• Fragment strony:
* * * * * * * * *
Spośród historii Heleny moją ulubioną jest ta o kobiecie, którą zoperowała w pierwszym roku prowadzenia okulistycznych klinik polowych w Rundu na północy kraju. Na zabieg zapisało się ponad 200 pacjentów, ale przyszło tylko 82. Wielu przestraszyło się tego, że ktoś będzie rozcinać im oko. Kobieta należała do odważnych. Gdy w kolejnym roku dr Ndume wróciła do Rundu, kobieta zjawiła się tam, promieniejąc szczęściem. Chciała pokazać lekarce swoją farmę, którą ostatnio bardzo powiększyła. Najpierw jednak wyciągnęła ją przed budynek. Na zewnątrz czekał tłumek chętnych na operację przekonany efektami, jakich był świadkiem.

– Oni uważają, że to cud – mówiła zoperowana wcześniej kobieta. Jednak na świecie wciąż jakieś 20 mln ludzi jest niewidomych z powodu zaćmy. Gdyby ich wyleczyć, zlikwidowalibyśmy połowę światowej ślepoty. Ale żeby tego dokonać, potrzeba czegoś więcej niż polowe kliniki działające tylko przez chwilę. Potrzeba trwałej infrastruktury, żeby zabieg stał się czymś zwyczajnym, rutynowym.
* * * * * * * * *
• Wymagania ćwiczenia:
[a] Ilu pacjentów przyszło na zabieg w pierwszym roku działania klinik polowych w Rundu według tekstu o klinikach okulistycznych dr Ndume?
[b] Rozwiń tekst o polowych klinikach okulistycznych dr Ndume, pisząc jego dalszy ciąg od ostatniego zdania.
Rekordy nie mają tu żadnego zastosowania.

• Dane lokalizacji punktów:
* * * * * * * * *
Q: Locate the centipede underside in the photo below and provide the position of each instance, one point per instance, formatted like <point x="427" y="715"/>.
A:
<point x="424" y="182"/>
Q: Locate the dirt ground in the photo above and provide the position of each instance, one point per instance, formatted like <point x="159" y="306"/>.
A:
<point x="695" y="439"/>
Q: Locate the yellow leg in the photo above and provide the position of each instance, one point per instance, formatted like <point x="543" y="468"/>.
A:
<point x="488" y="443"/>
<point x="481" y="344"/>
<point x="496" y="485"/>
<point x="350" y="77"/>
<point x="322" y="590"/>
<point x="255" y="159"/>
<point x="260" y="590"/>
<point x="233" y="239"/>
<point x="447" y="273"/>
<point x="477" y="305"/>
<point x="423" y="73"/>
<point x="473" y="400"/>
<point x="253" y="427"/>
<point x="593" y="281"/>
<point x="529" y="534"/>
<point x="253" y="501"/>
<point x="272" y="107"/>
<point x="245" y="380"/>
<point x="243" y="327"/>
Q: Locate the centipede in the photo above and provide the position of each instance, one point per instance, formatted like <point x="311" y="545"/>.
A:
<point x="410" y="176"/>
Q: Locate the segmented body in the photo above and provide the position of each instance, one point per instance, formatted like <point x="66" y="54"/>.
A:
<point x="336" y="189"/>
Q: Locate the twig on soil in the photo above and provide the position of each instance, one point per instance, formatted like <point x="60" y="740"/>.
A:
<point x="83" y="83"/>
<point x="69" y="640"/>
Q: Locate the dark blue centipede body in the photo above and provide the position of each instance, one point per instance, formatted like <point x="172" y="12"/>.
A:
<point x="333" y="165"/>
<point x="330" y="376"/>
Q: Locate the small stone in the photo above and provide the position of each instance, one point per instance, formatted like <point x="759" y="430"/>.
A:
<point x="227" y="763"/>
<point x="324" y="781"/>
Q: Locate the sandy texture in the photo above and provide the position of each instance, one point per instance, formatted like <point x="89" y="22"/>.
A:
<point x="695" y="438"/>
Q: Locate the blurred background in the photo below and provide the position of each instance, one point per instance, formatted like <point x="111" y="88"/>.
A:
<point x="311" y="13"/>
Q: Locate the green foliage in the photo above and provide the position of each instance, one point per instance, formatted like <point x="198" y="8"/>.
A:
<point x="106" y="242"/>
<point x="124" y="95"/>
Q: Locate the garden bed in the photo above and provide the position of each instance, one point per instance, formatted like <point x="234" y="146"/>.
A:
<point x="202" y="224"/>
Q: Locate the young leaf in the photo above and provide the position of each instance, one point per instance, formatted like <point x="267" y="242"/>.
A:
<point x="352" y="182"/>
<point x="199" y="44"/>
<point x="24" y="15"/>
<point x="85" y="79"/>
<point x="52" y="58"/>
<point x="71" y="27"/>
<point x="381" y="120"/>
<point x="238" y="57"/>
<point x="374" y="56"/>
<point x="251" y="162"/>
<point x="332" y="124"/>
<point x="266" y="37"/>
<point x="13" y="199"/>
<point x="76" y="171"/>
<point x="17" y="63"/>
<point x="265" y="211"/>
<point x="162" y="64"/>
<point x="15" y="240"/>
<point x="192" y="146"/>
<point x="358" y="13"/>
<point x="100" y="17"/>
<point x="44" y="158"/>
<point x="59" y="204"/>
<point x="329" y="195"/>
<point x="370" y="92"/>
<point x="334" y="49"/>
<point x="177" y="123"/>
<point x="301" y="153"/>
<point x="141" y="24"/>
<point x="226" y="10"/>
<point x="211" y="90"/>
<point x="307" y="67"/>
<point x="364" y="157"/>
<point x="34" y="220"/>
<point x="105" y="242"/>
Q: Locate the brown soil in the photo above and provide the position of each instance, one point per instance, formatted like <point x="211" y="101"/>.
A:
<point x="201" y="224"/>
* * * * * * * * *
• Odpowiedzi do zadań:
[a] Przyszło 82 pacjentów.

[b]
Między innymi dlatego była gwiazda NBA Dikembe Mutombo ufundowała szpital w swoim rodzinnym mieście – Kinszasie, stolicy Demokratycznej Republiki Konga. Gdy dr Ndume odwiedziła tę placówkę, można było w pełni docenić jej wartość dla lokalnej społeczności, ale i to, że nie zaspokaja jej potrzeb w pełni. Okulistka miała być tam pięć dni, została siedem. Mimo że wykonała ponad 100 zabiegów, lista oczekujących nadal liczyła kilkaset osób. Gdy wspomniałem dr Ndume o innych przyczynach ślepoty, odparła po prostu:

– Wszystkie te inne choroby, zwyrodnienie plamki, barwnikowe zwyrodnienie siatkówki itd. w porównaniu z zaćmą są niczym. 
I nie chodziło jej o to, że nie są powodem cierpienia ani że nie powinno się szukać sposobów na ich pokonanie. Chciała podkreślić, że w walce ze ślepotą największym wyzwaniem dla medycyny nie jest samo wynalezienie metod leczenia, ale sposobów na dotarcie z nimi do potrzebujących.

Tego dnia rano dr Ndume przeprowadziła dziewięć zabiegów usunięcia zaćmy. Byłem przy jednym z nich i widziałem, jak skalpel rozcina gałkę oczną. Ten widok bardzo mnie poruszył. Później zdałem sobie sprawę, że po części stało się tak, bo nic nie symbolizuje świadomości tak, jak szeroko otwarte oczy.